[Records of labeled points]

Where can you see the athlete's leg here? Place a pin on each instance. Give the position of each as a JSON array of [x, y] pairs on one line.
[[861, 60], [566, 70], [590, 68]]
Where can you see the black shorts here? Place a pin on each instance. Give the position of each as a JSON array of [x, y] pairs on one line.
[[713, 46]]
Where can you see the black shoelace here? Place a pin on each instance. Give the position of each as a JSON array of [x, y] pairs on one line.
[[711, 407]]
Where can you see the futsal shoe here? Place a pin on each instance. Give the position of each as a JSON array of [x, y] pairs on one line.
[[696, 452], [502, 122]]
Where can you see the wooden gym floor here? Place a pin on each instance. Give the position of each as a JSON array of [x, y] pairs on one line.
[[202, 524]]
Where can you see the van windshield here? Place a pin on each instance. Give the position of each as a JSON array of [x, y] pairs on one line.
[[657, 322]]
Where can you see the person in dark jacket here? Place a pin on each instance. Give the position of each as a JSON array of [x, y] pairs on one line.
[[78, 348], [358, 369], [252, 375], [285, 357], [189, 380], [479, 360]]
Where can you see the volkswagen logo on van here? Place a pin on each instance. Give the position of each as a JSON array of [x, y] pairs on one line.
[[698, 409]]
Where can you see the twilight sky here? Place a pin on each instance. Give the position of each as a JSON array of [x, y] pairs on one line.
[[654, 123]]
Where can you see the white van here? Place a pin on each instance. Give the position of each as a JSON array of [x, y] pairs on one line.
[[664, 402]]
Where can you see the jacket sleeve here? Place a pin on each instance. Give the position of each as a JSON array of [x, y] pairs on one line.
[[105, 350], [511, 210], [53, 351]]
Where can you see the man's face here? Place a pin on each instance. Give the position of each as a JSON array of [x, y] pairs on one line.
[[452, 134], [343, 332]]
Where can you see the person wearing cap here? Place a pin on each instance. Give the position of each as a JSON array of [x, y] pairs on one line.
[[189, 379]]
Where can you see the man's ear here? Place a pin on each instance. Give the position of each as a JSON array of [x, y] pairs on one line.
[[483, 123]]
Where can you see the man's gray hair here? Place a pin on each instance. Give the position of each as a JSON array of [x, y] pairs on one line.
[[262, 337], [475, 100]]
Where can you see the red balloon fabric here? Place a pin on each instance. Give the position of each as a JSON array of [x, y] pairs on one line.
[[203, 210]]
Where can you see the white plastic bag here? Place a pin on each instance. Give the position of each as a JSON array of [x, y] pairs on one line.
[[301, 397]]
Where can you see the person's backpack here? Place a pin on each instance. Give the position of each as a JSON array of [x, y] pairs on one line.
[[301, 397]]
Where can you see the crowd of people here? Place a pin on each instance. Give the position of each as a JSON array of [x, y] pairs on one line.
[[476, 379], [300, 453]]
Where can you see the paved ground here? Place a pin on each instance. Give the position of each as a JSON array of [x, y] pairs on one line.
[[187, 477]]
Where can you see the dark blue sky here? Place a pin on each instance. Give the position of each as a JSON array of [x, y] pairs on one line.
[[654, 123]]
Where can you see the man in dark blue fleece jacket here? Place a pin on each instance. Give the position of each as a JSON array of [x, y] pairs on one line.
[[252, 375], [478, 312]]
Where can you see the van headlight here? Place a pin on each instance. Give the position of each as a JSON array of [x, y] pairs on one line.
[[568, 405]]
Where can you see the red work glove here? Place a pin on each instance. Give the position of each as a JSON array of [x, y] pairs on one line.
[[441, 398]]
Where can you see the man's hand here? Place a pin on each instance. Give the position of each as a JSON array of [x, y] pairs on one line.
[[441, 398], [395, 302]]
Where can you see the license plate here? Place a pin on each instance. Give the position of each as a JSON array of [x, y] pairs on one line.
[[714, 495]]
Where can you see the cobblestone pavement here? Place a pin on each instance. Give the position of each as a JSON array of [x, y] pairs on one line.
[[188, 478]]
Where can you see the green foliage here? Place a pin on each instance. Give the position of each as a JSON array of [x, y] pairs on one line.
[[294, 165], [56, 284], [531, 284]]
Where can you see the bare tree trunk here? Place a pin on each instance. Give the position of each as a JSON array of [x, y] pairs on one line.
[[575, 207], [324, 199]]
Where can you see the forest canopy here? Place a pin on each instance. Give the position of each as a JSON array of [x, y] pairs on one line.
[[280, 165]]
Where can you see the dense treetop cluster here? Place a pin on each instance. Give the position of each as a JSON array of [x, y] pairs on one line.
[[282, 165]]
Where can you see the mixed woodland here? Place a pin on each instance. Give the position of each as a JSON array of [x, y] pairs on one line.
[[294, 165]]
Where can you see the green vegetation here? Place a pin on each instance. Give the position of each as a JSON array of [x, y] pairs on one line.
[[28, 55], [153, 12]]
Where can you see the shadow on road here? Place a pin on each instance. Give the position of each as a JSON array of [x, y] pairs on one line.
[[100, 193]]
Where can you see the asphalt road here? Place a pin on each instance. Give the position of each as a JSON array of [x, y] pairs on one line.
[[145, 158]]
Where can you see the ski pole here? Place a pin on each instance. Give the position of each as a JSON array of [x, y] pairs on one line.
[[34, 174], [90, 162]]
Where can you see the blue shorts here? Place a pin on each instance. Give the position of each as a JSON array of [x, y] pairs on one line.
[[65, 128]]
--
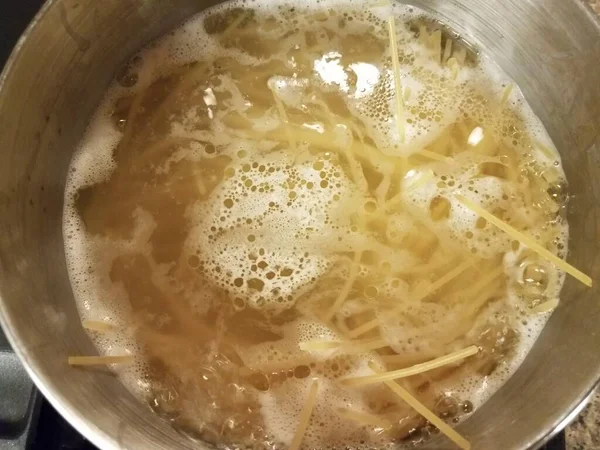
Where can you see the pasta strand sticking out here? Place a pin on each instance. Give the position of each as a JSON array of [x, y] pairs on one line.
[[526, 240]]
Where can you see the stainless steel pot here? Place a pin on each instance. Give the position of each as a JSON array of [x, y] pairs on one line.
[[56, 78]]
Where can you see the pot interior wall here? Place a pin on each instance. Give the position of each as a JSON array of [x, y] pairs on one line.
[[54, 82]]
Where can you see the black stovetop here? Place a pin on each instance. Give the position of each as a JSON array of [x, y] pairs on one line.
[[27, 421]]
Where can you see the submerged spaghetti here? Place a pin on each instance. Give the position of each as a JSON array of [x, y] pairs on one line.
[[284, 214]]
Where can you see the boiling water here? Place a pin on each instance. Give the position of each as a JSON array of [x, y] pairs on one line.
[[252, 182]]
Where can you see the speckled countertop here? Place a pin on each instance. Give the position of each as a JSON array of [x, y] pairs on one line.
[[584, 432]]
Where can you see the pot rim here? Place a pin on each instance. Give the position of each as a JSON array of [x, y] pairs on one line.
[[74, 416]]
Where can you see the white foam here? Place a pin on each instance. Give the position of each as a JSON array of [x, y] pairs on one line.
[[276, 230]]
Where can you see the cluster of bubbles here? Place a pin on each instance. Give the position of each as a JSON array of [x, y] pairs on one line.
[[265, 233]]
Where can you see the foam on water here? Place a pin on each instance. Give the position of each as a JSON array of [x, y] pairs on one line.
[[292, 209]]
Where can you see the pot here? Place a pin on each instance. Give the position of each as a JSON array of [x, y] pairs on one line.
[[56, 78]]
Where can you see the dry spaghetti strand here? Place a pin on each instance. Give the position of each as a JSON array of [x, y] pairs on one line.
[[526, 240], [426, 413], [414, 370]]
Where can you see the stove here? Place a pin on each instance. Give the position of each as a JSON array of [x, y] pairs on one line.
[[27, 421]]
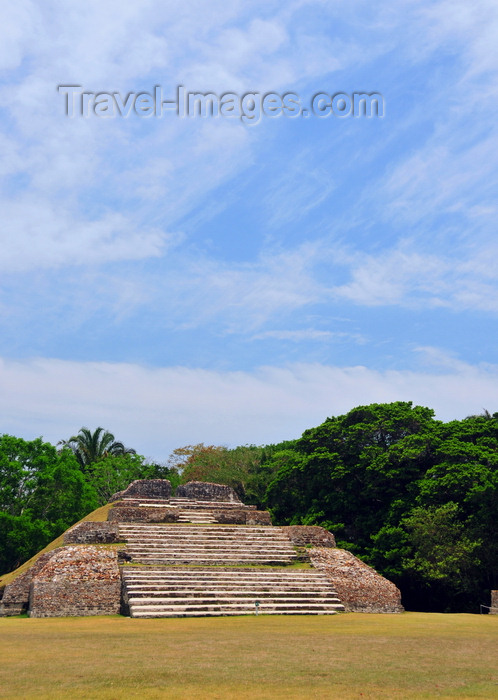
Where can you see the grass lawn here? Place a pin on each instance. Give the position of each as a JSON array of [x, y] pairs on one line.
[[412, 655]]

§ **WHAT IS ASKED**
Copy out the lines from the line with "Where can you see the black shoelace" to the line with "[[711, 407]]", unchanged.

§ **ANSWER**
Where can you see the black shoelace here? Place a pin on each instance. Give the position of each as a JSON array of [x, y] pairs on one line.
[[711, 407]]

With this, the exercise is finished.